Data to process:
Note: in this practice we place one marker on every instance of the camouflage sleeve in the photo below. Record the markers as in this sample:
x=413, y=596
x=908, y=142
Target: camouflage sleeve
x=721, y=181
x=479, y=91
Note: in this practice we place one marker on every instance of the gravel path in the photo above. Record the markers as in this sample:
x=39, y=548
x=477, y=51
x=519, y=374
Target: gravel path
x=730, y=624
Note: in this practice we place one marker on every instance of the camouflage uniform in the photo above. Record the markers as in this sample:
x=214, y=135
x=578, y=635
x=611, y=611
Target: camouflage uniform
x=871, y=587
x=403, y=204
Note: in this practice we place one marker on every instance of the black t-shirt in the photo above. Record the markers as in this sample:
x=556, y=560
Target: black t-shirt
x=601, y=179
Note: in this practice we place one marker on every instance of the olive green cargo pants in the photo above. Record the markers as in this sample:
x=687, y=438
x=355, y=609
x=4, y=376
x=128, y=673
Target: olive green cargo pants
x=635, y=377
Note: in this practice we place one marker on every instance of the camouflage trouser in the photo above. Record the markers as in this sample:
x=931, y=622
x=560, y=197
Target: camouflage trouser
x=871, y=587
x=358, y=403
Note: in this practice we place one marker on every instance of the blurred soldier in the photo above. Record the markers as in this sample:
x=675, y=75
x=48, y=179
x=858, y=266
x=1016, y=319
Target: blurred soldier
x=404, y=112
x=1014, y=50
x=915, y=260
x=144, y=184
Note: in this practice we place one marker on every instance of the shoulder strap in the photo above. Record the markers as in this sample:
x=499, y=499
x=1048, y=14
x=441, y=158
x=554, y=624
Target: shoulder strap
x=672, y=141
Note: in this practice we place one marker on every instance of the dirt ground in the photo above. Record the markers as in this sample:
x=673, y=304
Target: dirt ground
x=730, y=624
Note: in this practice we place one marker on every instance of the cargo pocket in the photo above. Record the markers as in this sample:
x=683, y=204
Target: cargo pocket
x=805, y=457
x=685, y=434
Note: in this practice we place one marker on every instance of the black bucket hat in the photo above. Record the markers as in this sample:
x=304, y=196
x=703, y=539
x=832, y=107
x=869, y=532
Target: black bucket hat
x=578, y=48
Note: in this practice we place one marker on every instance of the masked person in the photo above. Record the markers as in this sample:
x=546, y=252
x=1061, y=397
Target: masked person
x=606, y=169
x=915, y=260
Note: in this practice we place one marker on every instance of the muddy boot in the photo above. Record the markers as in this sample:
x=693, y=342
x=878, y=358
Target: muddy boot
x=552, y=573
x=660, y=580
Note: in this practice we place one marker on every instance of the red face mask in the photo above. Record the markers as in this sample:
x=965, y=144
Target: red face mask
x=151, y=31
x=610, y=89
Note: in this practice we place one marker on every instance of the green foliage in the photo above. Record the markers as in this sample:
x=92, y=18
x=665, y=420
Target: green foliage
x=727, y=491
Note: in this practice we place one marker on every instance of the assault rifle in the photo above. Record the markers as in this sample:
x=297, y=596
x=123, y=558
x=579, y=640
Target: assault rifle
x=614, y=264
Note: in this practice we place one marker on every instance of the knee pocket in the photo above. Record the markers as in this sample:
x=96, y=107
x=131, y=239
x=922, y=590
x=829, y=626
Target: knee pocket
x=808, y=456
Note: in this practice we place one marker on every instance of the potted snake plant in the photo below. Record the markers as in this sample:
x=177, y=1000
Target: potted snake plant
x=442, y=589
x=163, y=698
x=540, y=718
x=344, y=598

Problem to solve: Exactly reproduce all of the entries above.

Task result:
Note: in this practice we place one marker on every instance of the camouflage sleeve in the photo below. Record the markers as in this sample:
x=413, y=596
x=908, y=142
Target: camouflage sleeve
x=721, y=181
x=479, y=91
Note: in this practice we place one marker on every instance of the gravel path in the photo above. Record the markers as in this sample:
x=39, y=548
x=477, y=51
x=519, y=374
Target: gravel path
x=730, y=624
Note: in this practice we place one marker on every instance of the camouflage uniform in the photo above. Record the markers as in this sample:
x=214, y=135
x=578, y=635
x=611, y=611
Target: camouflage uniform
x=871, y=587
x=403, y=204
Note: in this practice we place one marker on every instance of the black t-shirt in the photo above. Record the markers as in this sample:
x=556, y=560
Target: black t-shirt
x=601, y=179
Note: in this practice we place one marker on every instance of the olive green cargo pants in the photo above. Record the markers as in this sample:
x=687, y=438
x=355, y=609
x=4, y=376
x=128, y=673
Target: olive green cargo pants
x=635, y=377
Note: in this practice we place one marker on every instance of the camouflage trouser in the photo above. Record the markers as in this sample:
x=931, y=622
x=560, y=197
Target: camouflage trouser
x=871, y=587
x=358, y=403
Note: in this practice we place one marker on every instance of the blurred soldier in the photo above. Record the markers as in this sample:
x=675, y=75
x=48, y=179
x=858, y=266
x=1016, y=319
Target: blurred soldier
x=404, y=112
x=1014, y=50
x=915, y=260
x=144, y=184
Note: in this practice we place one marker on every instance of the shoulder strap in the photo above. Record the markers as in this sample:
x=499, y=499
x=1048, y=14
x=441, y=158
x=554, y=624
Target: shoulder strap
x=672, y=141
Note: in this practice we place one marker on every instance of the dirt ground in the photo above. Record the markers as in this sample:
x=673, y=304
Target: dirt ground
x=730, y=624
Note: in this practice we place one marker on every instance of the cargo pocket in the photo above. Record the markers as in this sample:
x=683, y=204
Target: cargo pocket
x=805, y=457
x=685, y=434
Note: in this practice we place one marker on every instance of the black bucket hat in the photo above. Record the markers as in this sample:
x=304, y=196
x=703, y=539
x=832, y=107
x=869, y=532
Target: black bucket hat
x=578, y=48
Note: in this practice we place one marker on every instance of the masked person in the photo above. Record the markers as in this sample:
x=546, y=252
x=1061, y=397
Target: masked person
x=606, y=169
x=915, y=260
Note: in this practice we place one marker on every instance of the muddy boot in the photo above. Record the markers as in this sample:
x=693, y=342
x=878, y=358
Target: muddy boot
x=552, y=573
x=660, y=580
Note: in this practice we place one marker on every instance of the red face mask in the photo above. Record the markers as in this sample:
x=965, y=144
Target: red face mask
x=151, y=31
x=610, y=89
Note: in this practice we place one marker on every instance of the green foliage in the photo above. Record the markers as in this sample:
x=92, y=18
x=665, y=420
Target: green foliage
x=727, y=491
Note: in this practice we place one marker on every instance of the assault rifle in the photo above. Record the markers as in this sample:
x=297, y=596
x=123, y=558
x=579, y=640
Target: assault rifle
x=614, y=264
Note: in this practice we place one marker on every instance of the knee pocket in the photo above. Record the markers as in this sample:
x=96, y=107
x=131, y=239
x=922, y=590
x=829, y=626
Target: knee pocket
x=808, y=456
Note: in this practice we place one marker on every instance of the potted snake plant in the photo below. Record the markers as in this sample:
x=177, y=1000
Target: potted snake plant
x=442, y=589
x=163, y=698
x=540, y=718
x=344, y=598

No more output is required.